> Aim: No images are to be carried over; print all other material exactly as it stands.

= = =

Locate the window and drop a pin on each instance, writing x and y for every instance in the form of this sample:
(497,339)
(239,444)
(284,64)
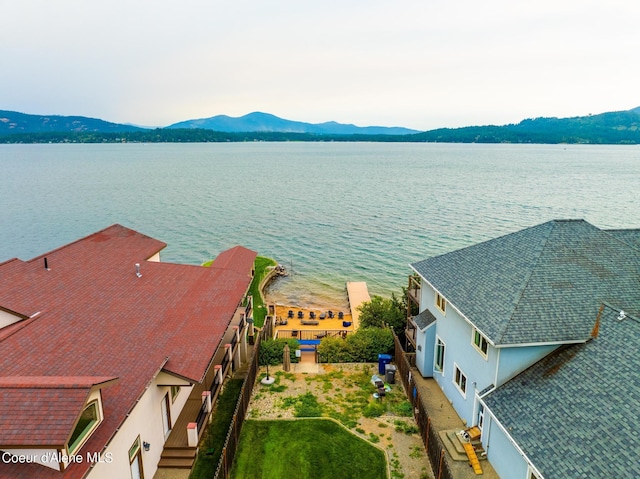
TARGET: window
(439,359)
(480,342)
(441,303)
(175,390)
(460,380)
(89,420)
(135,460)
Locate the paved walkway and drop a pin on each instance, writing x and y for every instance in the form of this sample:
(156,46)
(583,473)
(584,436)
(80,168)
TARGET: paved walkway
(444,418)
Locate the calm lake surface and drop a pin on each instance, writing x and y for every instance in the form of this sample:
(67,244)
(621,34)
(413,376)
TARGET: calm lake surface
(330,212)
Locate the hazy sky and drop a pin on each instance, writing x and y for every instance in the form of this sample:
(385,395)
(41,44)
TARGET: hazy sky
(422,64)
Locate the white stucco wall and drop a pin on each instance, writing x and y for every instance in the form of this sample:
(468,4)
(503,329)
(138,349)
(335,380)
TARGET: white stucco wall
(145,420)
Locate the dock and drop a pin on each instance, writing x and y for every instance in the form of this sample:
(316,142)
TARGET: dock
(358,293)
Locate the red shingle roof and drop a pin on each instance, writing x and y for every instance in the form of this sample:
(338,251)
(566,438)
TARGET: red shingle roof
(45,407)
(97,318)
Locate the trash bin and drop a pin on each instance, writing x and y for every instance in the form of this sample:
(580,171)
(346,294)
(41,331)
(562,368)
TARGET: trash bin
(383,360)
(390,373)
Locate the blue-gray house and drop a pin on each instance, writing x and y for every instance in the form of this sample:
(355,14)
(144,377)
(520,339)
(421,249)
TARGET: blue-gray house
(535,338)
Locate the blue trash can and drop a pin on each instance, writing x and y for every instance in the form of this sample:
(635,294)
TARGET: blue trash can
(383,360)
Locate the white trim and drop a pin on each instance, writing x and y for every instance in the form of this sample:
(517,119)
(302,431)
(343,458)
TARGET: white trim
(435,355)
(497,368)
(549,343)
(456,309)
(475,330)
(511,440)
(455,383)
(441,303)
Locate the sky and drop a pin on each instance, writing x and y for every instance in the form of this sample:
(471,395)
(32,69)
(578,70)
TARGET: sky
(420,64)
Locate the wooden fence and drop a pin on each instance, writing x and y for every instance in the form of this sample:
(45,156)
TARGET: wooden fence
(233,436)
(405,364)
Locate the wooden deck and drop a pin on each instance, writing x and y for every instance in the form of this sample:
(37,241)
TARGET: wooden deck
(302,329)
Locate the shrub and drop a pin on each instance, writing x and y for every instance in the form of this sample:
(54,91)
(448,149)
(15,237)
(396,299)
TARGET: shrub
(362,346)
(272,350)
(374,409)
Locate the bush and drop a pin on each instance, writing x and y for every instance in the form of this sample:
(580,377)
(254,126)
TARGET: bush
(363,346)
(374,409)
(272,351)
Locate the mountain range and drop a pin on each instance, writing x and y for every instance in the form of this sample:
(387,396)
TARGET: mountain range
(620,127)
(258,121)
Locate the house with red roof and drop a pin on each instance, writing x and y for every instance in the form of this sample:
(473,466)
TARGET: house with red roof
(111,359)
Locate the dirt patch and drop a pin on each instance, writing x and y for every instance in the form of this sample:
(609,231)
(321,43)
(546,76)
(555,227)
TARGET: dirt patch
(345,392)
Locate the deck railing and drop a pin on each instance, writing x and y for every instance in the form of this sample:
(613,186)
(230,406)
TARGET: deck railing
(233,435)
(313,334)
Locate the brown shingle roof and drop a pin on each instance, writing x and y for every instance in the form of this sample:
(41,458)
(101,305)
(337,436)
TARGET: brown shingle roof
(97,318)
(42,411)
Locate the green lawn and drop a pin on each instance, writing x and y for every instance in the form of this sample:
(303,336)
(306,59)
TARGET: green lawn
(262,267)
(305,449)
(209,455)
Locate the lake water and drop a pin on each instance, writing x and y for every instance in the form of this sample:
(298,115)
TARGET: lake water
(329,212)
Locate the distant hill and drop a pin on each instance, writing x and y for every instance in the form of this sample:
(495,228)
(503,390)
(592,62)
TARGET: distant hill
(265,122)
(621,127)
(12,122)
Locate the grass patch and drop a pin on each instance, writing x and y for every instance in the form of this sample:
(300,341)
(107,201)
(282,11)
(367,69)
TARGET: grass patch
(314,449)
(209,456)
(305,405)
(262,267)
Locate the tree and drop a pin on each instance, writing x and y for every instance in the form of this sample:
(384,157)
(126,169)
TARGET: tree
(381,312)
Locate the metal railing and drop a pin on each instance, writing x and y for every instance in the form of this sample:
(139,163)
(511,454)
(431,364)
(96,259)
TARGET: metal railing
(202,417)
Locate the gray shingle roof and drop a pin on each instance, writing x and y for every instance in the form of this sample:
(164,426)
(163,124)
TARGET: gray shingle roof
(631,237)
(541,284)
(576,412)
(424,319)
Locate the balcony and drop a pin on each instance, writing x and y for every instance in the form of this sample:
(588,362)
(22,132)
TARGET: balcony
(413,289)
(179,451)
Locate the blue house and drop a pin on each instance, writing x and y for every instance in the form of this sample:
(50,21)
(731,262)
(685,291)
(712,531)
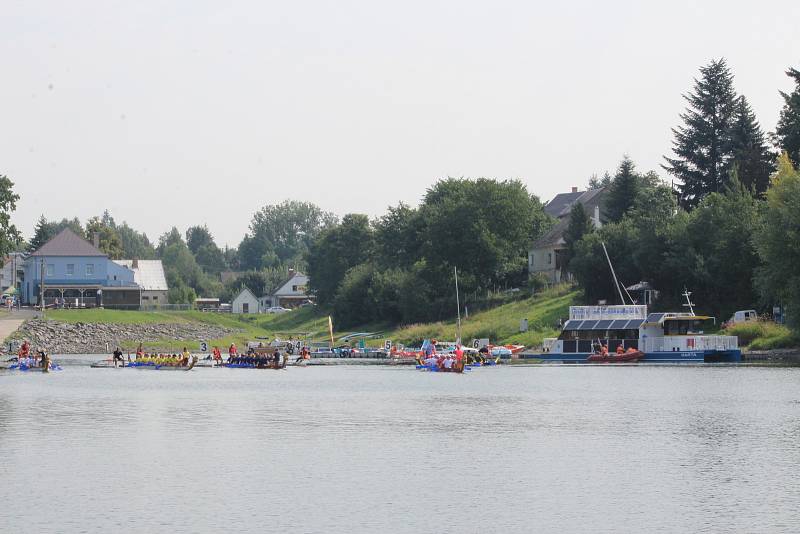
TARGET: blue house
(77,273)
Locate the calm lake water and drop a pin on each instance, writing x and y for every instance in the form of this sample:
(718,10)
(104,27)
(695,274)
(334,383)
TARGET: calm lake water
(382,449)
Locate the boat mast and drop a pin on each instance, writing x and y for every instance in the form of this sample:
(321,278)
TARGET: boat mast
(689,304)
(458,307)
(616,282)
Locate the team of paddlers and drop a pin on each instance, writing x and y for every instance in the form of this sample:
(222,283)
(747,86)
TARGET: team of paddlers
(448,362)
(170,360)
(29,359)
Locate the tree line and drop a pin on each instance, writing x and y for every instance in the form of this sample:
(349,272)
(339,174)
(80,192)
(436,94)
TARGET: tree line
(729,231)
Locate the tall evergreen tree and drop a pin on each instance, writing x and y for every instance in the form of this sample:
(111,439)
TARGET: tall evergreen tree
(43,232)
(580,224)
(750,155)
(702,145)
(787,133)
(10,237)
(623,191)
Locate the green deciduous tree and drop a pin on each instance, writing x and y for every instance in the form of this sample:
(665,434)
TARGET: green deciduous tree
(336,250)
(282,234)
(10,237)
(210,259)
(483,227)
(197,237)
(702,145)
(787,132)
(778,241)
(135,244)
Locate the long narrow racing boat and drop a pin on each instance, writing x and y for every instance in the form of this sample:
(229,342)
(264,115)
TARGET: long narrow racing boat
(155,367)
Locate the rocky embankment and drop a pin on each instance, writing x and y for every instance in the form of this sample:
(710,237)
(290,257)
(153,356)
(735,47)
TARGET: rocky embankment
(94,338)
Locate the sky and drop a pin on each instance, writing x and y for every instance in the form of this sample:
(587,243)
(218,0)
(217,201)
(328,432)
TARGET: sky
(197,112)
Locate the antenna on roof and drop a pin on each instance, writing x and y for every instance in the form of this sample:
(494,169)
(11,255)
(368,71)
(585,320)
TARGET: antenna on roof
(689,304)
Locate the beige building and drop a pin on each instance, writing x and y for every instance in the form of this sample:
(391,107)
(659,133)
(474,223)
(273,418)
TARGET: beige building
(149,276)
(547,253)
(245,302)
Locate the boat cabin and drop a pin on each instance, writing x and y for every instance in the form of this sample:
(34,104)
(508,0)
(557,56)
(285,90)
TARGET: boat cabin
(606,325)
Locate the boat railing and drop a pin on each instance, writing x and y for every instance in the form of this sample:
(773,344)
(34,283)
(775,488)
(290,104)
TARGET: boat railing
(587,345)
(689,343)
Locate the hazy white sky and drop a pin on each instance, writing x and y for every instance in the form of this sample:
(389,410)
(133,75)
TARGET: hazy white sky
(187,112)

= = =

> Output of the exercise:
Locate the window and drop a pin on each instance, writing x and y for every instance in the form of this sample:
(497,339)
(239,444)
(284,64)
TARGET: window
(439,359)
(480,342)
(441,303)
(175,390)
(460,380)
(89,420)
(135,460)
Locate the paved walkway and drop a pin on each instance, writing x and y for every instance in the form of this sample:
(156,46)
(583,473)
(584,436)
(80,168)
TARGET: paved walkway
(444,418)
Locate the calm lake surface and drop a pin on each instance, writing x and y for every instance in the form of this sample:
(67,244)
(621,34)
(413,376)
TARGET: calm lake surface
(330,212)
Locate the hazy sky and drop a pin on each instance, writing x and y for every instance in the form of this sample:
(385,395)
(41,44)
TARGET: hazy sky
(422,64)
Locate the white stucco wall and drop a pin on each instance, writing x and y for every instance in the form of this sample:
(468,4)
(503,329)
(138,349)
(335,380)
TARGET: white stucco wall
(145,420)
Locate the dock and drop a pin on each instance, writing x and y for every instance in the form of this sample:
(316,142)
TARGET: dock
(358,293)
Locate the red shingle roof and drop a pin on each instance, writing x and y for every instance in the form of this sample:
(338,251)
(566,438)
TARGET: red shingle roof
(45,407)
(97,318)
Locate the trash bin and drop a pin on each instance, writing x and y for every instance in the form of this sample:
(580,171)
(346,294)
(41,331)
(562,368)
TARGET: trash bin
(383,360)
(390,373)
Locate the blue-gray house and drop a pin on each instance, writing x and y for every instance in the form of this sample:
(355,14)
(144,377)
(520,339)
(421,249)
TARGET: blue-gray house
(535,338)
Locate the blue trash can and drop a pin on each instance, writing x and y for every instance in the form of this sample:
(635,294)
TARGET: blue trash can
(383,360)
Locate the white trim and drop a pin on each instance, writing x and y for every instance in the form of this sample:
(517,119)
(302,431)
(343,458)
TARGET: white trim
(435,355)
(497,368)
(549,343)
(456,309)
(475,330)
(511,440)
(455,383)
(441,303)
Locate the sky and drop a pin on each instance, writing x and y for every instance in the form of this sample:
(471,395)
(32,69)
(578,70)
TARGET: sky
(420,64)
Locate the wooden fence and drop a pin on each instance, writing x and y for every instance in the form of this sample:
(45,156)
TARGET: wooden fence
(233,436)
(405,364)
Locate the wooden deck and drop a pin on each instance, writing x and y for every instance in the form of this sample:
(37,241)
TARGET: wooden deck
(302,329)
Locate the shrub and drop a pin on each instance, writing x and y for every instance in the form of this sample:
(54,91)
(448,149)
(15,237)
(396,299)
TARGET: shrub
(362,346)
(272,350)
(374,409)
Locate the bush and drop a pin on each instance, writing x and y for every instance in the form of this sample:
(580,377)
(254,126)
TARGET: bush
(363,346)
(374,409)
(272,351)
Locate the mountain range and drop a pin on each instance, writing x and y for every instance in the form of this sample:
(387,396)
TARGET: mountain range
(620,127)
(258,121)
Locate the house with red roof and drop a pin on each instance, writing x and y for every instance in the form of this sample:
(473,466)
TARGET: house with red roof
(111,359)
Locate the dirt patch and drop a pin on each instance, writing x and y for every instance in the form of this sample:
(609,231)
(321,43)
(546,76)
(555,227)
TARGET: dirt patch
(345,392)
Locate the deck railing and drop a pin on each instance, writing x and y for every instance in the form of this sample:
(613,186)
(230,406)
TARGET: deck railing
(233,435)
(313,334)
Locate the brown shingle roof and drop a pin on each instance, writing x and y for every instance in the form of this sample:
(41,458)
(101,305)
(337,436)
TARGET: brown shingle roof
(97,318)
(42,411)
Locate the green lawn and drop a pin on each instance, writing x and y for every instance in the form of this sample:
(303,336)
(306,59)
TARGET: green lawn
(262,267)
(305,449)
(209,455)
Locate the lake water and drop a pin on each instance, writing x and y for every instance in the form of this sample:
(298,115)
TARGET: lake water
(329,212)
Locate the distant hill and drop a pin on each instance, writing x and y for every instance in the form of this sample:
(495,228)
(503,390)
(592,62)
TARGET: distant hill
(265,122)
(621,127)
(12,122)
Locate the grass patch and drop a pin on each instance, writing x and y for every instance in the form of this sample:
(300,341)
(107,201)
(282,11)
(367,69)
TARGET: grass patch
(314,449)
(209,456)
(305,405)
(262,267)
Locate the tree and drop a pin on each instance, writing x and y for every instance in the form of this sample:
(384,157)
(126,169)
TARGET: tree
(381,312)
Locate the metal railing and drop a pin on each instance, writing x and y for every instance in the form of this sample:
(139,163)
(511,454)
(431,364)
(96,259)
TARGET: metal railing
(202,417)
Locate the gray shingle roof and drop a pin on each instance, writing x and y for every instance in the form of this sample:
(164,426)
(163,124)
TARGET: gray shingle roof
(631,237)
(541,284)
(576,412)
(424,319)
Locate the balcony and drop a pin on each instance, writing x and y for every instance in the form of this sample:
(588,362)
(22,132)
TARGET: balcony
(413,289)
(179,451)
Locate the blue house and drop a pin on each instance, writing x and y for every instance in the form of this sample:
(50,21)
(731,262)
(685,291)
(712,531)
TARGET: blue house
(77,273)
Locate the calm lake water and drop a pin on each instance, writing x and y for every instance in the form of this sample:
(718,10)
(104,27)
(695,274)
(334,383)
TARGET: calm lake water
(382,449)
Locate the boat mast and drop a pin on each instance, writing x and y for every instance in the form of this sample:
(321,278)
TARGET: boat mast
(689,304)
(458,307)
(616,282)
Locate the team of paddlers and drop a pin on each instance, writing x and y for every instance in the form of this sample:
(222,283)
(747,86)
TARGET: team of paddlers
(448,362)
(170,360)
(29,359)
Locate the tree line and drop a pin on each instance, writing x and y for every instance in the form of this sample:
(349,272)
(339,174)
(80,192)
(436,94)
TARGET: tree line
(729,231)
Locate the tall evergreen tree and drop a pin on each instance, writing x and y for every instance in the form of this sample:
(111,439)
TARGET: tall evergreen tree
(43,232)
(580,224)
(750,155)
(702,145)
(787,133)
(10,237)
(623,191)
Locate the green deciduous tree and drop a pin on each instance, writing x and y for every instance in the form of this sample:
(665,434)
TARGET: green deciduous tree
(336,250)
(282,234)
(10,237)
(210,259)
(483,227)
(197,237)
(702,145)
(787,132)
(778,241)
(135,244)
Locate the long narrow racing boat and drop a pin on each instance, writing x and y for every instance in the form of this sample:
(229,342)
(264,115)
TARGET: long narrow racing boat
(155,367)
Locate the rocky embankment and drop a pin on each instance, writing x and y for every instance in the form of this sample:
(710,237)
(290,257)
(153,356)
(735,47)
TARGET: rocky embankment
(94,338)
Locate the sky and drop a pin on each instance, writing x and y for every instance in the form of this sample:
(587,243)
(218,0)
(217,201)
(328,432)
TARGET: sky
(197,112)
Locate the antenna on roof and drop a pin on each instance, writing x and y for every instance in the form of this sample:
(494,169)
(11,255)
(368,71)
(585,320)
TARGET: antenna on roof
(689,304)
Locate the beige building and drop a pin on each instance, writing x and y for every instance in the form of this sample:
(391,107)
(659,133)
(474,223)
(273,418)
TARGET: beige building
(149,276)
(547,253)
(245,302)
Locate the boat cabin and drop a pin on each instance, writing x and y for every instance in the form of this sample:
(34,104)
(508,0)
(557,56)
(285,90)
TARGET: boat cabin
(606,325)
Locate the boat railing and drop a pin on each instance, writing x and y for every instance in the form of this sample:
(773,344)
(34,283)
(775,488)
(290,104)
TARGET: boat railing
(587,345)
(689,343)
Locate the hazy white sky and drop a pin on each instance, writing x and y for every instance in the form of this sample:
(389,410)
(133,75)
TARGET: hazy white sky
(187,112)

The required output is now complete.